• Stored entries
=== Begin Enclosure ===
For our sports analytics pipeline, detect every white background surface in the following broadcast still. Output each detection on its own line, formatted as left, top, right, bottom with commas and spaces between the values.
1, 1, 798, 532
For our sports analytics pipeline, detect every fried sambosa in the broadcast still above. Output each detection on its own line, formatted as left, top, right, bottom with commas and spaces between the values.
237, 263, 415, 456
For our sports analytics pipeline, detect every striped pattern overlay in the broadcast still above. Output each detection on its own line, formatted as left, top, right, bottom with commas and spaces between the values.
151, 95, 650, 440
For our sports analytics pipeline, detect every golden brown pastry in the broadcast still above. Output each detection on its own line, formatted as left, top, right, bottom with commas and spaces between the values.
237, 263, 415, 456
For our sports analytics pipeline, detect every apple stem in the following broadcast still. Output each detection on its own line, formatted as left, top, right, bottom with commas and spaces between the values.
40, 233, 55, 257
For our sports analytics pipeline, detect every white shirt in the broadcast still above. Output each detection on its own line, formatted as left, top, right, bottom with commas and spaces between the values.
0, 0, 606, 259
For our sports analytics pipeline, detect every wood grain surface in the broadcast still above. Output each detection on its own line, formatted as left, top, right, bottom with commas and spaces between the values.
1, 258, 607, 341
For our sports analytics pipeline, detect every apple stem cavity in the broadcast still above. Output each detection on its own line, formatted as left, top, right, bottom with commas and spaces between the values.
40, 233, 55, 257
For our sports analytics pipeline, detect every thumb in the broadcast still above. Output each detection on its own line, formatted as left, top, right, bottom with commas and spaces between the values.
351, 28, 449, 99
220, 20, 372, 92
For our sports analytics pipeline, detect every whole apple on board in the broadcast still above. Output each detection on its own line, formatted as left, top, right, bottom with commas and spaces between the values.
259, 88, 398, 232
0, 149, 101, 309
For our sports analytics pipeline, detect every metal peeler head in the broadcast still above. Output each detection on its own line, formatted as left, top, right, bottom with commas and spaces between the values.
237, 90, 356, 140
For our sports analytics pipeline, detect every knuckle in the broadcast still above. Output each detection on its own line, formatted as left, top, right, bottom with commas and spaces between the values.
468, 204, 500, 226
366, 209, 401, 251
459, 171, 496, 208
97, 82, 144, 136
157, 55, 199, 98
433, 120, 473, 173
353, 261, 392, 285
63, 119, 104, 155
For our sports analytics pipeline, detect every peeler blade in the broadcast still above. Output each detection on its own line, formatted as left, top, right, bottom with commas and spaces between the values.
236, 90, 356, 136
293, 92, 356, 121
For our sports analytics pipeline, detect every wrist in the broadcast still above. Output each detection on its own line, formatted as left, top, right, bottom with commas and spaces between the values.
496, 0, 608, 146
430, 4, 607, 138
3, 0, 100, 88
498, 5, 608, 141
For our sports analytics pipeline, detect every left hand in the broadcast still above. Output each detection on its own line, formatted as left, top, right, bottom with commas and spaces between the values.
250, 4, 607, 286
=== End Enclosure ===
• TASK DESCRIPTION
What is needed is an exact copy of every entry.

• PROBLEM SOLUTION
For our sports analytics pipeline, detect every white background surface in the following broadcast still. Output each detection on its own line, formatted as left, top, right, bottom with commas and spaces between the values.
1, 1, 798, 532
For our sports analytics pipeline, detect every fried sambosa in the broadcast still above. Output each detection on its own line, formatted as left, top, right, bottom with commas and spaces between the values.
237, 263, 415, 456
For our sports analytics pipeline, detect every striped pattern overlay in the broadcast still above. Output each detection on its own line, formatted as left, top, right, bottom with commas and spaces between the values.
151, 95, 650, 440
For our sports analytics pipeline, detect every golden brown pastry in the broadcast still above. Output each detection on its own line, formatted as left, top, right, bottom with commas and spaces between the values.
237, 263, 415, 456
For our sports analytics pipeline, detect every apple stem in the following broadcast still. Output each detection on its own line, formatted as left, top, right, bottom with commas and spaces between the values.
40, 233, 55, 257
For our sports analytics pipeline, detect every white shirt in the broadcast still above. Output each detection on its own line, formatted as left, top, right, bottom with commas and spaces between the values.
0, 0, 606, 259
For our sports analytics pipeline, detect every wood grain surface in the broadcast still above. Output each detection on its own line, formatted as left, top, right, bottom with commas and spaces between the values.
1, 258, 607, 341
For our sports analytics pipeline, detect every apple stem cavity in the broadcast still above. Output each detection on its own line, formatted as left, top, right, bottom with commas and spaces between the values.
40, 233, 55, 257
For our sports analytics pipeline, detect every thumb in the broadcast still above. Output each detection on its own line, formatted as left, top, right, bottom with commas and spaces between the values.
351, 28, 449, 99
220, 20, 372, 92
For our sports analytics pipeline, detect every whole apple on board in the broadcast still above. Output each detection on its own line, formatted as left, top, right, bottom with commas and spaces between the values.
259, 88, 398, 232
0, 149, 101, 309
For our sports analytics pipeline, detect every metal peeler head in the broadcast still above. Output each detection on its own line, formatted as left, top, right, bottom with commas and spaces between the values.
237, 90, 356, 140
For our sports analytics pipeline, detect every knuckle in the broadcast still above. Output each detection on its own line, formatted as left, top, right, bottom with commas and spaces between the values.
468, 204, 500, 226
366, 209, 401, 251
459, 171, 496, 208
97, 82, 144, 136
157, 55, 199, 98
433, 120, 473, 173
353, 261, 392, 285
63, 119, 104, 155
For our sports analytics pipeline, detect every peeler blade in the broadcast still above. Output each detection on its own line, formatted as left, top, right, bottom with commas and spaces between the values.
236, 90, 356, 136
293, 92, 356, 121
For our sports analytics pipeline, detect every wrist in the broadcast still above. Output each detection on its own line, formatted as left, top, right, bottom with commas and spaces between the values.
496, 0, 608, 146
430, 4, 607, 138
3, 0, 100, 88
498, 5, 608, 141
For our sports analytics pipeline, detect every left hand in the broadcast still above. Output each detection on its own line, formatted as left, top, right, bottom with commas and spaces between the values.
250, 4, 607, 286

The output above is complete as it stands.